→ **Stored data entries**:
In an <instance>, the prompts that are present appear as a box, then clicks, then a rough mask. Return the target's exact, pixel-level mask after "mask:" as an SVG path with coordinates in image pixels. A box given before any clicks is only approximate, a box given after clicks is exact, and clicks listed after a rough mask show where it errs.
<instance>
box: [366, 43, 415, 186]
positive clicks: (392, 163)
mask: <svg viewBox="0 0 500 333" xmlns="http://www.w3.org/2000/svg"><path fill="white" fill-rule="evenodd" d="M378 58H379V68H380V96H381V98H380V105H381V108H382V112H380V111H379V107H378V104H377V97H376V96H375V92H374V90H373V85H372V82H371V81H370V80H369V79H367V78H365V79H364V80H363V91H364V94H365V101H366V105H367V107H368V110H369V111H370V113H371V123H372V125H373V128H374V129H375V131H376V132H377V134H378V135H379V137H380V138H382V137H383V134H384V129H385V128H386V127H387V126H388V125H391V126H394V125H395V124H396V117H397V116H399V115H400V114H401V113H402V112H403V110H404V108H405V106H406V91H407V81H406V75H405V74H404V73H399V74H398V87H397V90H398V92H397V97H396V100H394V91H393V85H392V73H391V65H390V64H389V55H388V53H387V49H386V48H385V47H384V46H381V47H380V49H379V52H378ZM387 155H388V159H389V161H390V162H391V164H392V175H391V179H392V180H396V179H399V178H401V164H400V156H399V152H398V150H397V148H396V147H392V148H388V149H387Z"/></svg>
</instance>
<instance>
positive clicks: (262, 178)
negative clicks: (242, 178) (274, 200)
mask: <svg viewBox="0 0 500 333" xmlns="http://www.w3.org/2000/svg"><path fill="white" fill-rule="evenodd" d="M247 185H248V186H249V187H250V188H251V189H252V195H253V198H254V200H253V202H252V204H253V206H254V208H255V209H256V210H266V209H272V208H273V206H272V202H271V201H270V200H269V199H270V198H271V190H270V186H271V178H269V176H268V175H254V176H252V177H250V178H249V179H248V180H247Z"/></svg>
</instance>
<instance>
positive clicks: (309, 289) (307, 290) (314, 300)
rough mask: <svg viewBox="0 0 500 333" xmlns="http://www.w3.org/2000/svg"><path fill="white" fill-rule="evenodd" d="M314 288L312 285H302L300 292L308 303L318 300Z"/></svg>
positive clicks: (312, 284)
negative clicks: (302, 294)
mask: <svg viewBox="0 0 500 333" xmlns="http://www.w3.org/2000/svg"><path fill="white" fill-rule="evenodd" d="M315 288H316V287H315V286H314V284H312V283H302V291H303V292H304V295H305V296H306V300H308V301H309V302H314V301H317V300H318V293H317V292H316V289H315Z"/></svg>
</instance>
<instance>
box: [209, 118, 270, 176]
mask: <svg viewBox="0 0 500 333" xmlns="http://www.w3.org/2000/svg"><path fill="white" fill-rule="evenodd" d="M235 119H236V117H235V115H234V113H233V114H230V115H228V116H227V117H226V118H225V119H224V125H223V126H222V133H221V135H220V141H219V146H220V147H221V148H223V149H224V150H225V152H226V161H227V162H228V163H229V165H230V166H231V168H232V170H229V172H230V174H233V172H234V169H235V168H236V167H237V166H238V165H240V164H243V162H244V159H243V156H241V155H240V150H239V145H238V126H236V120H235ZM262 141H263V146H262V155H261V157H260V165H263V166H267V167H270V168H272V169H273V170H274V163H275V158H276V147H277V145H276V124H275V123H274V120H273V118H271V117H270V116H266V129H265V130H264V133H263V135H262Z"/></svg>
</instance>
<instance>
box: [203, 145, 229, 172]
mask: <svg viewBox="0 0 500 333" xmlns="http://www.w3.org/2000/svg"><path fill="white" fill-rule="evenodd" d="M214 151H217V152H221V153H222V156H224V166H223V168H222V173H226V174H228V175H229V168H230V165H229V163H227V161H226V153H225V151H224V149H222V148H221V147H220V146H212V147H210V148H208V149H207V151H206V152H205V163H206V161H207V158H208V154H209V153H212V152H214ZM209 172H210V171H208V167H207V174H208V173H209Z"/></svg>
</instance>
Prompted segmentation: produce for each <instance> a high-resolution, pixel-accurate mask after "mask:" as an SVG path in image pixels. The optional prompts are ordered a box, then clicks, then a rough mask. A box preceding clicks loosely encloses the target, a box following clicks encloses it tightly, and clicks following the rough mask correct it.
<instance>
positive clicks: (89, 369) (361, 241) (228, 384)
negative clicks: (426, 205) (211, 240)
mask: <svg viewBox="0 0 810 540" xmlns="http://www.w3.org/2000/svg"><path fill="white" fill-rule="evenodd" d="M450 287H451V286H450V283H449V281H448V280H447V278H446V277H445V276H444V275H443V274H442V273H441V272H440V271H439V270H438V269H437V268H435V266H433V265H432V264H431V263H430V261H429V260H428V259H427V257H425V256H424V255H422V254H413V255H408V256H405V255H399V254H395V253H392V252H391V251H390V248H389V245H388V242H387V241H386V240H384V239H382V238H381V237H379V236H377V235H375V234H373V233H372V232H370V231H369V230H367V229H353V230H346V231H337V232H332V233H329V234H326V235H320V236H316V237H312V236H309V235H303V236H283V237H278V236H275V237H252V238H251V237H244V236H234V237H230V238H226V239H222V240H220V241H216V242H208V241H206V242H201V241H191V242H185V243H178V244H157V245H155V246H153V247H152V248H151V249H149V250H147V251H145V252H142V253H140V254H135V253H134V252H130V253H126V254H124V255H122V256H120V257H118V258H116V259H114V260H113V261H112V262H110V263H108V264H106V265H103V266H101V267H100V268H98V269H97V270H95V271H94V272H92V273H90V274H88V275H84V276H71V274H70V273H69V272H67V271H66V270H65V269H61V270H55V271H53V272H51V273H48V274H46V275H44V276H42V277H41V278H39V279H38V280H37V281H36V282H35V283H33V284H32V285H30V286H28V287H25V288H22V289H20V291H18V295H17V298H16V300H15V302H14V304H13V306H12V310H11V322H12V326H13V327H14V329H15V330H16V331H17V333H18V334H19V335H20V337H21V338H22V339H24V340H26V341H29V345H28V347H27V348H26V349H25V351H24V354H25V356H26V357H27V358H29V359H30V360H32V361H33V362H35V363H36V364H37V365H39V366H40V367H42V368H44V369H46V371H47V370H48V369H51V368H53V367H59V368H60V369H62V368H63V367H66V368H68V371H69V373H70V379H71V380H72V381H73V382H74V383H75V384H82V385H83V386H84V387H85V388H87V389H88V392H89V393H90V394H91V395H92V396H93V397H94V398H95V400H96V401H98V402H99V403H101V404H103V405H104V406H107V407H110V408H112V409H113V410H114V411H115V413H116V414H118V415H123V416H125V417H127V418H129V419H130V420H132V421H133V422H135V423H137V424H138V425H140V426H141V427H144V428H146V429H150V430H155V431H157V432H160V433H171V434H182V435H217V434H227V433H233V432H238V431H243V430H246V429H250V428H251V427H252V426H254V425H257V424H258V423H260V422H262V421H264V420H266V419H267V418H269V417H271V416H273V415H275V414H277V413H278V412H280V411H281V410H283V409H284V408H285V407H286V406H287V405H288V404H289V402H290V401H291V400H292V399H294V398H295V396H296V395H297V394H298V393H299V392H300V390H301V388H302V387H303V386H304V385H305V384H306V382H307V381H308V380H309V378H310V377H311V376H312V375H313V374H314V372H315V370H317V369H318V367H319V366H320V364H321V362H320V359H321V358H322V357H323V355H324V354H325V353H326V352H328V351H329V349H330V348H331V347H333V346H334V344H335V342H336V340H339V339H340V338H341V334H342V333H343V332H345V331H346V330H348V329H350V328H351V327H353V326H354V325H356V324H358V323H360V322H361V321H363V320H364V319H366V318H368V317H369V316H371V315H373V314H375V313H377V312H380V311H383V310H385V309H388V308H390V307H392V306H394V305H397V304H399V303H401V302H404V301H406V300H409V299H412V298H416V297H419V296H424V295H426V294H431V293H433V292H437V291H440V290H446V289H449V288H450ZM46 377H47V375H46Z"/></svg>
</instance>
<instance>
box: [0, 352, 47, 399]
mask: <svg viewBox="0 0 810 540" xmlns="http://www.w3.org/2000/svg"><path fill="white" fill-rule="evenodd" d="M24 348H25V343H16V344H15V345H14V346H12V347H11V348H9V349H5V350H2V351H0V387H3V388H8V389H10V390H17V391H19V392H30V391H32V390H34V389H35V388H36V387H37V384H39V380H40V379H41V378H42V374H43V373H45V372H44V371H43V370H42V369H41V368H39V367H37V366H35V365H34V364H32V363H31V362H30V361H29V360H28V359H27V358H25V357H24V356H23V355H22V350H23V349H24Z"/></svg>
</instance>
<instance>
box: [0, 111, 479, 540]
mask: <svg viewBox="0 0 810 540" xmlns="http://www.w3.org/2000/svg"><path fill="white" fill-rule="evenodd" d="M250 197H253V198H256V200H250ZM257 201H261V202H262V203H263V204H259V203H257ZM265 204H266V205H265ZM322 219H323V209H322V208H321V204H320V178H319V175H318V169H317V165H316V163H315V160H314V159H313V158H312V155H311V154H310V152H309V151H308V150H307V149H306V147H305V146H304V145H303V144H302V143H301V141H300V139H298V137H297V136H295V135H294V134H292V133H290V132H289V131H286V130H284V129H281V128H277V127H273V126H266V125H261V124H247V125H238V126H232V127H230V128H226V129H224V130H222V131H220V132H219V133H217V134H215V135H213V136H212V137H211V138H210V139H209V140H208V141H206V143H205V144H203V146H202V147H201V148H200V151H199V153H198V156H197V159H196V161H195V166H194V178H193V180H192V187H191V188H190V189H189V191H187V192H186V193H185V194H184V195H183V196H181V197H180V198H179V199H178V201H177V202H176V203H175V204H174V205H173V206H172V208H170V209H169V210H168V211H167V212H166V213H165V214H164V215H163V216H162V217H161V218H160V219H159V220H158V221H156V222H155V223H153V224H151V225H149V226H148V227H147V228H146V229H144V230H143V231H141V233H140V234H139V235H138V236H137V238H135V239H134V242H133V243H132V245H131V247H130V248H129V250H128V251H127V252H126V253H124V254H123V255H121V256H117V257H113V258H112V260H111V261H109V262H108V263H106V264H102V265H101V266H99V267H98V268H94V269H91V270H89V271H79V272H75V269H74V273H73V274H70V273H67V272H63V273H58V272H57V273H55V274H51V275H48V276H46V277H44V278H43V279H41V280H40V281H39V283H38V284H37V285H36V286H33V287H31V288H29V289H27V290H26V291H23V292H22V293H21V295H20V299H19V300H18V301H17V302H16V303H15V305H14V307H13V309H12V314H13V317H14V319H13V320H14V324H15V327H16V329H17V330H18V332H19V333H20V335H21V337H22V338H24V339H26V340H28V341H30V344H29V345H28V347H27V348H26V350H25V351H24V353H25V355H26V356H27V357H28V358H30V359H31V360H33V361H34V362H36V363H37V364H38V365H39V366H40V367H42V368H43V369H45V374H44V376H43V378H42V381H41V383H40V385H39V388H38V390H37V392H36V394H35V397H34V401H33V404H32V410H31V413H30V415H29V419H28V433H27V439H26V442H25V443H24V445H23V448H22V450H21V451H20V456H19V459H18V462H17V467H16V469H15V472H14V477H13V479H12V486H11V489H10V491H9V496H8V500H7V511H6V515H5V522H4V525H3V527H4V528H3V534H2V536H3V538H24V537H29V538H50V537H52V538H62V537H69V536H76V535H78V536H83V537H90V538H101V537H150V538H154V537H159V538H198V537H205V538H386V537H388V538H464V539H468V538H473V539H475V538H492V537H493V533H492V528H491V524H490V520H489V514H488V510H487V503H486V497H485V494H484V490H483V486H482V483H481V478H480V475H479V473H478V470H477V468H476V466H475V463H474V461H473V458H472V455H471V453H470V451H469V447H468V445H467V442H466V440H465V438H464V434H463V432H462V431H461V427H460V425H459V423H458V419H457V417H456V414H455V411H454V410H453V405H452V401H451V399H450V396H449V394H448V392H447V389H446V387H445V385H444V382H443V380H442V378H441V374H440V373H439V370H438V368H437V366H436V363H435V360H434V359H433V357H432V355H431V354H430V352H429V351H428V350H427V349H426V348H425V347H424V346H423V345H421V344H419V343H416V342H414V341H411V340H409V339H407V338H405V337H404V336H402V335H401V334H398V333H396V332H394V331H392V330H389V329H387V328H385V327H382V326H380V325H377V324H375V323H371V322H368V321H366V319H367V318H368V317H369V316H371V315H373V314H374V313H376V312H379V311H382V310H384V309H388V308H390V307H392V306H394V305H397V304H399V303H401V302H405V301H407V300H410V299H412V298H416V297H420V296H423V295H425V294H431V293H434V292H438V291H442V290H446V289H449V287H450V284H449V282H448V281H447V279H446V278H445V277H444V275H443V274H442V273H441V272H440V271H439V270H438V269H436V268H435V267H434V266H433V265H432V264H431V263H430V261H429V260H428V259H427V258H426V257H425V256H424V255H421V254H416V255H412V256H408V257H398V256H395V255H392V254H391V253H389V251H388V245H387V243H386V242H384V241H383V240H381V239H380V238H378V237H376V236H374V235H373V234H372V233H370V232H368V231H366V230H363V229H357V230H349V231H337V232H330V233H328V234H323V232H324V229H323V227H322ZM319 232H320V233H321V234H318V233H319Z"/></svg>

→ **GOAL OF THE EXERCISE**: Rewrite the data from its beginning through the line containing "positive clicks: (392, 163)", replacing "rough mask" with "coarse mask" and leaving everything else unchanged. Return only those lines.

→ **TASK RESULT**:
In an <instance>, the prompts that are present appear as a box, then clicks, then a coarse mask. Return the target's exact, pixel-level mask after "mask:" as an SVG path with coordinates in image pixels. A box given before any clicks is only approximate, a box given after clicks is exact, and clicks listed after a coarse mask show where it errs.
<instance>
box: [366, 43, 415, 186]
positive clicks: (392, 163)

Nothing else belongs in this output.